ATIVIDADE 1:
No texto sobre a carga horária dos médicos da Estratégia Saúde da Família, quem preside a Associação Paulista de Medicina de Família e Comunidade?
ATIVIDADE 2:
Escreva a continuação do texto sobre a carga horária dos médicos da Estratégia Saúde da Família, começando depois da última frase apresentada.

TEXTO PARA ANÁLISE:
>>>
Ele complementa: “Esse orçamento ainda pode ser ampliado de outras formas, como cadastrando residentes de Medicina de Família e Comunidade ou de enfermagem na Atenção Primária à Saúde. Cada residente traz um repasse significativo, suficiente para suprir essa diferença. Mas a secretaria não realiza esse cadastro. O ministério ofereceu outras alternativas, e o município alega que são opções inseguras”.
O presidente da Associação Paulista de Medicina de Família e Comunidade (APMFC), Guilherme Antoniacomi, também acompanha os casos. Ele afirmou ao g1 que, desde o início do ano, tem recebido relatos de médicos da Estratégia Saúde da Família sendo pressionados pela Secretaria Municipal da Saúde para adequar a carga horária para 40 horas.
“Recebemos denúncias sobre demissão de médicos que se recusaram ampliar a jornada ou, em outros casos, sobre mudanças contratuais que resultaram em perda de benefícios e aumento da carga de trabalho", conta.
<<<
LINHAS DO CONJUNTO:
>>>
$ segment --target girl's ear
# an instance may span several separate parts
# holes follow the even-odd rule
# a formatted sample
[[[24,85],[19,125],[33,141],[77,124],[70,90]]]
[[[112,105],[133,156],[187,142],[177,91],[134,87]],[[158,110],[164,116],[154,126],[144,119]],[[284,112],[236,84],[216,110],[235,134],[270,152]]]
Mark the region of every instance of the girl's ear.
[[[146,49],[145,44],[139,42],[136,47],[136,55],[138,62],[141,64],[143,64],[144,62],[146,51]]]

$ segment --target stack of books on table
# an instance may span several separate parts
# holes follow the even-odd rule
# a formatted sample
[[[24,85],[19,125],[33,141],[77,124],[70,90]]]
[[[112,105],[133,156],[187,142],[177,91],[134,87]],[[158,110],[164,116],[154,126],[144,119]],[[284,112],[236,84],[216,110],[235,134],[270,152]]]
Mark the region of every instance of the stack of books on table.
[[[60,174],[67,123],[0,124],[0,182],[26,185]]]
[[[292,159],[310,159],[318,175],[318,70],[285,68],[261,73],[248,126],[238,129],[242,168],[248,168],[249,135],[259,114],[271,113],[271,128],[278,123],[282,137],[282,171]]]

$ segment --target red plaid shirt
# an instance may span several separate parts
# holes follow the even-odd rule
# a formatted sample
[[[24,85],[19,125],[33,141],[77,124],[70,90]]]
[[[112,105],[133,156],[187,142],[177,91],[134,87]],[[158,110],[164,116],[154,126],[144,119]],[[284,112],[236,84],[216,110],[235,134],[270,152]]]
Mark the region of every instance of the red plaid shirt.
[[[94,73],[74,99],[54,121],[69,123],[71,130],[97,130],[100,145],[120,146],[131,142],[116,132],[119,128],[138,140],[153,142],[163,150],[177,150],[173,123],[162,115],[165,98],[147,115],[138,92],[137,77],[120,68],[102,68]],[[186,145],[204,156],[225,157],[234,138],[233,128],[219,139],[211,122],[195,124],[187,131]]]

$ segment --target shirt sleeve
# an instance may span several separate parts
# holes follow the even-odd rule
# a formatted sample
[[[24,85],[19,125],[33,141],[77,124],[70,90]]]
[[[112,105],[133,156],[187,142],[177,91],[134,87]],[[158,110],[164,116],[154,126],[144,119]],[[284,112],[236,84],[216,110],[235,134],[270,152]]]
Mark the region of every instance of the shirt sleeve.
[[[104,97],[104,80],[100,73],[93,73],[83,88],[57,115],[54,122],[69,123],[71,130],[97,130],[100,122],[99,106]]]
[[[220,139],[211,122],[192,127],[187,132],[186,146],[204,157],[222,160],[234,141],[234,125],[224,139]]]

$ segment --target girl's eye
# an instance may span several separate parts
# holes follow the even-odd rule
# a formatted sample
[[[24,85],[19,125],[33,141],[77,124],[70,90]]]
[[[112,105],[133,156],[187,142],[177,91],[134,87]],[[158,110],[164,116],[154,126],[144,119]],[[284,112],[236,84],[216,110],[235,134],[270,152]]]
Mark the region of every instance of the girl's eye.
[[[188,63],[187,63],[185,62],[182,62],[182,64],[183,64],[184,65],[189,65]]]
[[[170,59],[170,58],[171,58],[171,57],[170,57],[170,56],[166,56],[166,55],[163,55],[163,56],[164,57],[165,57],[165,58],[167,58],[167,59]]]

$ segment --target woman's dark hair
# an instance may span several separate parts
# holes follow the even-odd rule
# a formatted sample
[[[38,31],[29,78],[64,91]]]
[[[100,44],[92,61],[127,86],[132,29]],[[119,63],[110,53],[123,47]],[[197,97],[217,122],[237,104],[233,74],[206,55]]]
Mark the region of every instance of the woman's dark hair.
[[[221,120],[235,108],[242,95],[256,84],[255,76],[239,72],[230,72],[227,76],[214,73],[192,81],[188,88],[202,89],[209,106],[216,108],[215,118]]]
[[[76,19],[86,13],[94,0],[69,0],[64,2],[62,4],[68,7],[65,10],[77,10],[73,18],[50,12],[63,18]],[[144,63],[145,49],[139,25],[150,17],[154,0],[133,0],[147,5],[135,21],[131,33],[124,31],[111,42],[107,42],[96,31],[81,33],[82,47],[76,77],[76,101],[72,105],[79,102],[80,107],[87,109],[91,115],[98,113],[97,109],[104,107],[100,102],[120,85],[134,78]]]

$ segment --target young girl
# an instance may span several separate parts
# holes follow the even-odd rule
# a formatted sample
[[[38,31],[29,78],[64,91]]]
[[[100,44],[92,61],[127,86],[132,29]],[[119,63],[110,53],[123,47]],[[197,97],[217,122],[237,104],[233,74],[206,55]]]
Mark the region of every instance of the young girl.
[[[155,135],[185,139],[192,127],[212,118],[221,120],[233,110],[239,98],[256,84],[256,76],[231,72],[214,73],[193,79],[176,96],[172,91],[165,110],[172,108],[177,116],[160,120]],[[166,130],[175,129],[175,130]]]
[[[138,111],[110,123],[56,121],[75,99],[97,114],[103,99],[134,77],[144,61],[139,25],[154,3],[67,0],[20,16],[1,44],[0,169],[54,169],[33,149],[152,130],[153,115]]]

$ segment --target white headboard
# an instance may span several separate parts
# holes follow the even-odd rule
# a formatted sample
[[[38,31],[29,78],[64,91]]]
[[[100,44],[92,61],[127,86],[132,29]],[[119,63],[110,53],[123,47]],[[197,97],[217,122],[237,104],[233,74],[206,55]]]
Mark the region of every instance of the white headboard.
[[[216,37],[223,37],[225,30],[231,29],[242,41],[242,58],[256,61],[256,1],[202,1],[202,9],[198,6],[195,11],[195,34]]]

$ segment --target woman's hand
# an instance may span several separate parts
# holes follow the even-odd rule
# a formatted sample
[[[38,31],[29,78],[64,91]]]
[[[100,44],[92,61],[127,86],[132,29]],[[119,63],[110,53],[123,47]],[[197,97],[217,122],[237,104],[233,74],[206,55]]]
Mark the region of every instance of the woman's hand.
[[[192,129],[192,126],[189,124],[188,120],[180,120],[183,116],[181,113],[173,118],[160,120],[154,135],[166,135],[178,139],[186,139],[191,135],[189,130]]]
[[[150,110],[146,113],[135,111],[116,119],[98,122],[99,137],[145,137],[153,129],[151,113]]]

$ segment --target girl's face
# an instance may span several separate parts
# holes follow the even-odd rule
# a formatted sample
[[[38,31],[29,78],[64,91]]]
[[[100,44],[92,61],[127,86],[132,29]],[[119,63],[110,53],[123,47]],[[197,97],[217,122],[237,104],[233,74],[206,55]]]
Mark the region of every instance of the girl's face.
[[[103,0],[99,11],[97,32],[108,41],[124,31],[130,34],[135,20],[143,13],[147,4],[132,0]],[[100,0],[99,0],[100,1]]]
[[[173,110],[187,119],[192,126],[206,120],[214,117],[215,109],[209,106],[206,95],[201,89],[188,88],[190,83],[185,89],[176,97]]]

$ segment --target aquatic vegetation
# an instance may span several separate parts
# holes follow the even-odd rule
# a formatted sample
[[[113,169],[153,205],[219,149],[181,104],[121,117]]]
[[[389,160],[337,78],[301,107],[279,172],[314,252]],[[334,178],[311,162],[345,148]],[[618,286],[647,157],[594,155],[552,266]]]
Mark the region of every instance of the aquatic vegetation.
<<<
RESPOSTA FINAL 1:
Guilherme Antoniacomi.

RESPOSTA FINAL 2:
E completa: "Muitos profissionais com vínculos antigos nos territórios foram desligados e substituídos. Consideramos que a forma como a política de conformidade à Portaria GM/MS nº 3.493/2024 está sendo conduzida pela gestão municipal prejudica médicos e pacientes, comprometendo a qualidade do atendimento".
Guilherme relatou que a associação tem buscado uma solução alternativa, que assegure a continuidade dos profissionais que já têm vínculo com as comunidades.
O Sindicato dos Médicos pretende realizar uma assembleia nesta quarta-feira (30) para decidir as próximas ações. O movimento tem reunido estudantes de medicina, residentes e usuários do SUS, com reuniões e abaixo-assinados em andamento.
Também está prevista para esta quarta uma reunião entre a secretaria e o Simesp para tratar do caso.
O que diz a Secretaria Municipal da Saúde
"A Secretaria Municipal da Saúde (SMS) informa que, conforme a Portaria GM/MS nº 3.493/2024, o Ministério da Saúde (MS) estabeleceu uma nova metodologia de cofinanciamento federal para a Atenção Primária à Saúde no âmbito do Sistema Único de Saúde (SUS).
Entre as mudanças, foi revogada a normativa que permitia a contratação de médicos nas equipes de Saúde da Família (eSF) com carga horária inferior a 40 horas semanais. Os profissionais que compõem as equipes eSF (médicos, enfermeiros, técnicos ou auxiliares de enfermagem e agentes comunitários de saúde) podem permanecer em suas funções se aderirem à jornada de 40 horas semanais.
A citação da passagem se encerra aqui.